It's getting cooler in most places this time of year so it's time to plan our annual *October Challenge.*

Let's use this thread to toss around some ideas and see what we can do for this year 

Post your thoughts, ideas, suggestions for:

- challenge date(s)
- format (points, runtime, results, etc)
- recruiting ideas
- prizes (hardware, games, etc)
- etc...

*UPDATES:*

- Challenge start/end date(s) are tentatively set for *10/16* thru *10/23*.


----------



## Tallencor (Oct 6, 2014)

I say it should be limited to one member( namely me) to avoid confusion and so that all people involved ( again just me ) come in first. Just a thought.
Oh yeah, I'm in.
@manofthem if it is *$ towards months end $* ( 17th & beyond )I will donate D.A. Inquisition via Steam. Assuming it is available for preorder by then. If not then another title of the winners choice( equal value) or they can wait. Up to them.


----------



## manofthem (Oct 6, 2014)

I'm in and stoked! 

@Tallencor I'm guessing we will be doing some kind of game giveaway, and a game donation is absolutely welcomed. Thanks!  

As far as the games go,  I'll take a gander and see what I can throw in.  


This Challenge is going to be good. Time to solicit some further pc power!


----------



## brandonwh64 (Oct 6, 2014)

Im super excited as well! Could not take part in the last one for kreig but I am in for this one!

Also have more games to give away!


----------



## Norton (Oct 6, 2014)

Thinking 10/23 thru 10/30 for the start/end dates but maybe a shorter duration or earlier date since the WCG 10th Birthday Challenge sponsored by SETI.Germany goes from 11/16 thru 11/25.

Thoughts?


----------



## ThE_MaD_ShOt (Oct 6, 2014)

• _About this exercise_: Please duplicate everything in the October Challenge thread from "Let's use this" down to "runtime, results, etc)", word for word.

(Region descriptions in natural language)

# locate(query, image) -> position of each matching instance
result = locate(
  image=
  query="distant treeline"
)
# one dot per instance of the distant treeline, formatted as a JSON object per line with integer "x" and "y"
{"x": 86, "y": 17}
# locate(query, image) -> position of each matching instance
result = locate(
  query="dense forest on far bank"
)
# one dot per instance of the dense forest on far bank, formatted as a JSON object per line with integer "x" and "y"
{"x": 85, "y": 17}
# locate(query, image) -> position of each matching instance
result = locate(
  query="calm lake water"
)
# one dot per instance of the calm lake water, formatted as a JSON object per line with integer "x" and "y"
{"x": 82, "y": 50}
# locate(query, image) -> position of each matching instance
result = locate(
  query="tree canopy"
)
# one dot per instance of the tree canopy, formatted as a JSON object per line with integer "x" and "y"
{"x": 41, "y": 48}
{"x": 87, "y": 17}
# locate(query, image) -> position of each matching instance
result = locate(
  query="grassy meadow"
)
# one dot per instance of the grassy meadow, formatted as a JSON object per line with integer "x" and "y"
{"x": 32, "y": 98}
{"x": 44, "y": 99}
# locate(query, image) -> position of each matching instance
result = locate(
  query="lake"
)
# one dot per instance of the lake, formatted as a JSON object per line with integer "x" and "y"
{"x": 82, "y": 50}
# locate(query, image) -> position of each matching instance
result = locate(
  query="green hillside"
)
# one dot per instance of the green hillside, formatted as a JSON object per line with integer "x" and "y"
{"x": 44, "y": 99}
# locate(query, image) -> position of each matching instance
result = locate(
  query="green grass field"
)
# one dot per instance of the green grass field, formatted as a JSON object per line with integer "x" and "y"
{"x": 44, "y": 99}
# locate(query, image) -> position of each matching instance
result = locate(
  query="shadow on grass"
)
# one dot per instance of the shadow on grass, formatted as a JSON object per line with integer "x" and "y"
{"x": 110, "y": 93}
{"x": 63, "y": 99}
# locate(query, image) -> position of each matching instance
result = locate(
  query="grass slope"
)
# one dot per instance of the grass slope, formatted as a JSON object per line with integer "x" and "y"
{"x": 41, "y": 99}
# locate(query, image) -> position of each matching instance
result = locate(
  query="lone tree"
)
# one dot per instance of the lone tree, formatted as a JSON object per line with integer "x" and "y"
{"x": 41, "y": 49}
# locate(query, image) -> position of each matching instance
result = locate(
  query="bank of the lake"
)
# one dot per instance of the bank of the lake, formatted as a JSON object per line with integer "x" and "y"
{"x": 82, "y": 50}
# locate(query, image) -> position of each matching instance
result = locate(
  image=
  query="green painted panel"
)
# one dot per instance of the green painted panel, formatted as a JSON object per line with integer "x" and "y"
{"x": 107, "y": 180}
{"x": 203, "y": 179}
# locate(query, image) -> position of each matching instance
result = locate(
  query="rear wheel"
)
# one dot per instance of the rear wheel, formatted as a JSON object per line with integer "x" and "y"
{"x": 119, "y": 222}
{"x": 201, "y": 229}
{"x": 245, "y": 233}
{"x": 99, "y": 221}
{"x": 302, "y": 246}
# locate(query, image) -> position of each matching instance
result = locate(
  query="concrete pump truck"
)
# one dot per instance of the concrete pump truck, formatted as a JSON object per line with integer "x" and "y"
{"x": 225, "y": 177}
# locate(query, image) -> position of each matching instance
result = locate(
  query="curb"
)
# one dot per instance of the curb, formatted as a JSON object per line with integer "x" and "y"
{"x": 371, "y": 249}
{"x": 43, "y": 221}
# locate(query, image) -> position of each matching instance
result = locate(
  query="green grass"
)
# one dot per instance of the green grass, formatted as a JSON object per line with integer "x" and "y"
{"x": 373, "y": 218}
---
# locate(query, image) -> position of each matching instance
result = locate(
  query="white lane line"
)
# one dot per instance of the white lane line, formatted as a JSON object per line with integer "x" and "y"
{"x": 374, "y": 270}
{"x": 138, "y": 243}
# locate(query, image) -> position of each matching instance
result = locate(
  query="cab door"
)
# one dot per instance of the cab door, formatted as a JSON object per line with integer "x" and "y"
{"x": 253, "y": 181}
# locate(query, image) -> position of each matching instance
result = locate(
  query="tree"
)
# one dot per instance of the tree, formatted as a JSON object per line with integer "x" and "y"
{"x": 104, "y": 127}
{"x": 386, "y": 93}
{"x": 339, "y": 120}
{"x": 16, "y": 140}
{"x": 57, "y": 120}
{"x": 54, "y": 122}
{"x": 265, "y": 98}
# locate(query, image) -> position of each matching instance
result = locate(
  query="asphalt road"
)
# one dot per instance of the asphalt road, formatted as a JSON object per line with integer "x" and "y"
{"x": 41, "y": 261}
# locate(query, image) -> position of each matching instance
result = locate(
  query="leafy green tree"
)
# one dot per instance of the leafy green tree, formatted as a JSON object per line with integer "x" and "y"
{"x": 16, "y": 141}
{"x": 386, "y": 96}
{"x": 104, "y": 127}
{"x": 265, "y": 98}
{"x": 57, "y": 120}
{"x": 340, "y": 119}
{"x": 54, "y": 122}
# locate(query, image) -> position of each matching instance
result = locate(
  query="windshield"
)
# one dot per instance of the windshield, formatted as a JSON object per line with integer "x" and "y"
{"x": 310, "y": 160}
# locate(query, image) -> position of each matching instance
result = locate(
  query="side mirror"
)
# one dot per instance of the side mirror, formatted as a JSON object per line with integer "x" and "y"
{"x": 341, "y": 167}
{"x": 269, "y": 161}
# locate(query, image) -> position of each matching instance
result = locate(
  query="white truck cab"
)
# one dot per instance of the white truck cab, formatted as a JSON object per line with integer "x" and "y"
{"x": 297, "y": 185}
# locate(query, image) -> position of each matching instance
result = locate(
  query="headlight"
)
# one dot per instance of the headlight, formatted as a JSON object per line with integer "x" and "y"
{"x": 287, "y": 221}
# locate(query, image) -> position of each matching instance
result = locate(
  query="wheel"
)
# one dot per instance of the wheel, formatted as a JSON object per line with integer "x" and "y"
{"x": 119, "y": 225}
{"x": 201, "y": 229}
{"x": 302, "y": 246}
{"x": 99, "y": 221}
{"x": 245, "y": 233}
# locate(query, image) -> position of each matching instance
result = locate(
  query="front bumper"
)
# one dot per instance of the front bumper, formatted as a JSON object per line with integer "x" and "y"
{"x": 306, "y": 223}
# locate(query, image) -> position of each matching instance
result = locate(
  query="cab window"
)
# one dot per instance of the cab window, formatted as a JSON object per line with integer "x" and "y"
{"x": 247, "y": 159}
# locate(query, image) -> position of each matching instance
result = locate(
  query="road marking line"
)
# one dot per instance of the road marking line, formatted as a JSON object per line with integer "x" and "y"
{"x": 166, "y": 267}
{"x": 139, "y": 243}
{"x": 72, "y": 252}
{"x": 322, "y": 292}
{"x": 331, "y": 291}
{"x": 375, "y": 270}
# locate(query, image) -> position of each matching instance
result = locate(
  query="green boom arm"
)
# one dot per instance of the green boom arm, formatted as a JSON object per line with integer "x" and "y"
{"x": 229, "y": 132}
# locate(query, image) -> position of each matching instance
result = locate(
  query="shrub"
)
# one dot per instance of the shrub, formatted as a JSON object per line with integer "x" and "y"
---
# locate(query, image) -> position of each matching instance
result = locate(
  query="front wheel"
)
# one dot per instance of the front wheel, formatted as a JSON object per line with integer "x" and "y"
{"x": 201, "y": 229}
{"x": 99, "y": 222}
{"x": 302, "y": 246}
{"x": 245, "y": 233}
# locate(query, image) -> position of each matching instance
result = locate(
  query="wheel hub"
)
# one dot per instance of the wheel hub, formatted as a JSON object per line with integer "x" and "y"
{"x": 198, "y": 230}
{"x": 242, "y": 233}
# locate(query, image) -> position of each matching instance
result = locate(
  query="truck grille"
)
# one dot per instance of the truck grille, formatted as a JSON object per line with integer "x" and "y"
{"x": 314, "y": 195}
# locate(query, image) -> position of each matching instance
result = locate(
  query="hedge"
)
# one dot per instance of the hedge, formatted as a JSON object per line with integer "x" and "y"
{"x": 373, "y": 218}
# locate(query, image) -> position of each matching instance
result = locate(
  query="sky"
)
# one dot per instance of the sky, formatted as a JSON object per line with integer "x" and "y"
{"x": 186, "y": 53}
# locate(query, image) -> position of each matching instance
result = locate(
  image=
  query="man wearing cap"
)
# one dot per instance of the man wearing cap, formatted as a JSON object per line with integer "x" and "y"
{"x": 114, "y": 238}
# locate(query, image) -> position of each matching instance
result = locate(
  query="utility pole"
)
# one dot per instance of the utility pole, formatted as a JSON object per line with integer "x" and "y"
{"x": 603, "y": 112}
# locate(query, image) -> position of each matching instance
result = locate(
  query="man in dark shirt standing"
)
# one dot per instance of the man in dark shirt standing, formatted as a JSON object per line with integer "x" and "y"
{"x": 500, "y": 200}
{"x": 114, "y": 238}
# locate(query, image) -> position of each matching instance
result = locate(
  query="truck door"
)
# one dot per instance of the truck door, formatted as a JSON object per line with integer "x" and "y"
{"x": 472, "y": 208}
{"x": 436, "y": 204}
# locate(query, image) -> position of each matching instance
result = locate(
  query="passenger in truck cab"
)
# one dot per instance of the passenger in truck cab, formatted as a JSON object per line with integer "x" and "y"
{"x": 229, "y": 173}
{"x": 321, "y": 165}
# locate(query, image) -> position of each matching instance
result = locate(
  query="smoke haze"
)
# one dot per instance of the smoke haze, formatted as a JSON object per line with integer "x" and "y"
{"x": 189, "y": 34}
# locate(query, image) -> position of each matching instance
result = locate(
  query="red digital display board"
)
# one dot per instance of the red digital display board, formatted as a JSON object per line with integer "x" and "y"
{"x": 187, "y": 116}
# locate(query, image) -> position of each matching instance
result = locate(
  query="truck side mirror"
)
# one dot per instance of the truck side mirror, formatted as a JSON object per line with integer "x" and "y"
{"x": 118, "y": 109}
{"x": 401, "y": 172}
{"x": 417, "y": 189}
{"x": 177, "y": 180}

• _Answer section_:
Let's use this thread to toss around some ideas and see what we can do for this year 

Post your thoughts, ideas, suggestions for:

- challenge date(s)
- format (points, runtime, results, etc)